Stored items:

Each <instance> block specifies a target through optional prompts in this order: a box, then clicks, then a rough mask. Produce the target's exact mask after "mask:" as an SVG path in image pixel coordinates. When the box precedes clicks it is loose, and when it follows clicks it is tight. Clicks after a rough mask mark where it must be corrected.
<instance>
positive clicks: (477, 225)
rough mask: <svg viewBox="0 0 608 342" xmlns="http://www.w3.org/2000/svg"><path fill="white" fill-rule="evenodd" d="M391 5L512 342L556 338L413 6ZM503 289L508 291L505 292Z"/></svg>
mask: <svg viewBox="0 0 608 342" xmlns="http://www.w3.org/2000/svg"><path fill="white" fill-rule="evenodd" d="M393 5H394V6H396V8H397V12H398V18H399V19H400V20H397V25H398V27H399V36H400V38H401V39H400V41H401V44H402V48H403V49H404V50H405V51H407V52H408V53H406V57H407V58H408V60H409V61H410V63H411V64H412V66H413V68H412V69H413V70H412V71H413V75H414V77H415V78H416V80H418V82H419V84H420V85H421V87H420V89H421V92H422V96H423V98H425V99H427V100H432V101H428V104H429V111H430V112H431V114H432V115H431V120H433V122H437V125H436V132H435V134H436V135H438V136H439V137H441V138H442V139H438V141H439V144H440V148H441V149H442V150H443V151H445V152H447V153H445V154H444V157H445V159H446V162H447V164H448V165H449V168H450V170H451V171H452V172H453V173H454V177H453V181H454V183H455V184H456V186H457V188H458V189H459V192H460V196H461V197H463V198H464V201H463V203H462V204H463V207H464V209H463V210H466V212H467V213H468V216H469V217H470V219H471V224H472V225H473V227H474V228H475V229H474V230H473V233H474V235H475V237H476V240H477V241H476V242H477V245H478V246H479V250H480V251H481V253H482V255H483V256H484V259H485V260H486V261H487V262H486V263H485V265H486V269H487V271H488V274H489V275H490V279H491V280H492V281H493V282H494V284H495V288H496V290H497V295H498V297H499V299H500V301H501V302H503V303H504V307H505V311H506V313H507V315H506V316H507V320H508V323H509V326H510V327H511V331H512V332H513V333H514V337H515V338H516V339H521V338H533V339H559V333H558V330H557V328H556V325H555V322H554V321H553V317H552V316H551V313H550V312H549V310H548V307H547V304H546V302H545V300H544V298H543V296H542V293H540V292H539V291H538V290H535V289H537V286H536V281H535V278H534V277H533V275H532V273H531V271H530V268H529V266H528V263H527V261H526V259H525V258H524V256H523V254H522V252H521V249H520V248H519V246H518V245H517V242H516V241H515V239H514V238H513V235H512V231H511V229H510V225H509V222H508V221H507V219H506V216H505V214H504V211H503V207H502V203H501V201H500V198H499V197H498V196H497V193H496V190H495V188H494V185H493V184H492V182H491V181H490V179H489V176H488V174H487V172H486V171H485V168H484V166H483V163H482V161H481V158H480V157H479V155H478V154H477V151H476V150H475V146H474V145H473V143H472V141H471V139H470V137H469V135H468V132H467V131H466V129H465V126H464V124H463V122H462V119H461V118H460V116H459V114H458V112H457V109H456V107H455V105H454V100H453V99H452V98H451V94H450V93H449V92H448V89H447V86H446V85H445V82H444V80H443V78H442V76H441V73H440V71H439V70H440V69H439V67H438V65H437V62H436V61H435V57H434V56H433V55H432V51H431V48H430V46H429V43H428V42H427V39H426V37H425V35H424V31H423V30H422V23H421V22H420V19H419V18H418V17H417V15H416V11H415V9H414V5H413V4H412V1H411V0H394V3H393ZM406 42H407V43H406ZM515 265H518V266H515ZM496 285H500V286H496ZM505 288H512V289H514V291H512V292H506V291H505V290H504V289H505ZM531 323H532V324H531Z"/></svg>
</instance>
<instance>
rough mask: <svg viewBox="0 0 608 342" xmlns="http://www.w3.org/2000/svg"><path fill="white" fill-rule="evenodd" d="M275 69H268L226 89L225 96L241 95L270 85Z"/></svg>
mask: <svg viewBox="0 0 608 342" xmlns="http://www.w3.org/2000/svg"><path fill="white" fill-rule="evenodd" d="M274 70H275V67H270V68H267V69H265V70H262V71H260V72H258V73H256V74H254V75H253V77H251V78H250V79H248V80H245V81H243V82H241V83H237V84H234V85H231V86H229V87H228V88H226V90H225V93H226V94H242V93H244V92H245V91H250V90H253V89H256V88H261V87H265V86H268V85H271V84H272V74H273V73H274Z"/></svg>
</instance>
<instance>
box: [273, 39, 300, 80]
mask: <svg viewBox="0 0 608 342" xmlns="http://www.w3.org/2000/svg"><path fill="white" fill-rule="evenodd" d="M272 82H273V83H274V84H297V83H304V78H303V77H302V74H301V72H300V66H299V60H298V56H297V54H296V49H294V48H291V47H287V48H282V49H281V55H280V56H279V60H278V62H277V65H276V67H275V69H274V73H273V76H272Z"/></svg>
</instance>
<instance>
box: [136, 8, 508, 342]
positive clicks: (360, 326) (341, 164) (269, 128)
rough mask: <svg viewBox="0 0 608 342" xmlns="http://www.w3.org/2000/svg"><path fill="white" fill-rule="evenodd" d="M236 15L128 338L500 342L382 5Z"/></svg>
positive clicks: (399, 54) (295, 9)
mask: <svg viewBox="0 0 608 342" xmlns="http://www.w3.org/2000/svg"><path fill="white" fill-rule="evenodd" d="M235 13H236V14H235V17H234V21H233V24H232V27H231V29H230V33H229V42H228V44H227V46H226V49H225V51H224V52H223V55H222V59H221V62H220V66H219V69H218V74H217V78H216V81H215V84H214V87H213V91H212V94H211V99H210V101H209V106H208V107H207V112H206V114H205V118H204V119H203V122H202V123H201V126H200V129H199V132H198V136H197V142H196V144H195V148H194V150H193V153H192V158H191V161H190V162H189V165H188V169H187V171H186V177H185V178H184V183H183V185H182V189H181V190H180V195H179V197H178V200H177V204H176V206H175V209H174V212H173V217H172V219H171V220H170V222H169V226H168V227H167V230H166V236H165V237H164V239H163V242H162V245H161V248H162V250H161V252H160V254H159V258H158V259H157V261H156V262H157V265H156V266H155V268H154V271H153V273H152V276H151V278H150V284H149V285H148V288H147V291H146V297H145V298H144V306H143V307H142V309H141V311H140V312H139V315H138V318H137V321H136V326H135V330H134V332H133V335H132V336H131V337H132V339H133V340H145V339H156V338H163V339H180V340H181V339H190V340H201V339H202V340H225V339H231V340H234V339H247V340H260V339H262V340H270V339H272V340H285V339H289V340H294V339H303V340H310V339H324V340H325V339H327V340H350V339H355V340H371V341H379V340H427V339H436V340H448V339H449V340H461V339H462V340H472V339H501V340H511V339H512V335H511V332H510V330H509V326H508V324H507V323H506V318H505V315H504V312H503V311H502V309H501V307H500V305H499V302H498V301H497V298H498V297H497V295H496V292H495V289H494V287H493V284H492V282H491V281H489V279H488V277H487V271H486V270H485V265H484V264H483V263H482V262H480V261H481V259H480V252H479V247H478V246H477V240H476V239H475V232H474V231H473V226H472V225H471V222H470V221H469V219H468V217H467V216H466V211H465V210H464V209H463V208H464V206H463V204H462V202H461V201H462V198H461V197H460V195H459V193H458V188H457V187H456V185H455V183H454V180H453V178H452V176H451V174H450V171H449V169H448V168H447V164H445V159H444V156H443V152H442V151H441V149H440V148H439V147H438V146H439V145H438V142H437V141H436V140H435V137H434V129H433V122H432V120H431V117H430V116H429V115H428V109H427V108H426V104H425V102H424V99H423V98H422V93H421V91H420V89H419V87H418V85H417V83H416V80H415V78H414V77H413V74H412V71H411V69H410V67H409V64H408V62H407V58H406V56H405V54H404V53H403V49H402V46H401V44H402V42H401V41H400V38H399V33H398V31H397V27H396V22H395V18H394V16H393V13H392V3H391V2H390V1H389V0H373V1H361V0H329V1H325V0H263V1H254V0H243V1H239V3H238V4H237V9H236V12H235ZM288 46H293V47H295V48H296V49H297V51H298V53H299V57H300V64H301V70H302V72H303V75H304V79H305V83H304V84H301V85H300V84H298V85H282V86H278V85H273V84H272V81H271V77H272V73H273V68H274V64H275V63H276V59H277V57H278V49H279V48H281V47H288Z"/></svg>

### Work required
Nothing but the lines from the beginning of the records through the line with "positive clicks: (477, 225)" should appear, each printed exactly.

### Response area
Each <instance> block specifies a target through optional prompts in this order: a box, then clicks, then a rough mask. Produce the target's exact mask after "mask:" as an SVG path in image pixel coordinates. When the box precedes clicks it is loose, and when it follows clicks it is tight. Clicks after a rough mask mark where it must be corrected.
<instance>
positive clicks: (477, 225)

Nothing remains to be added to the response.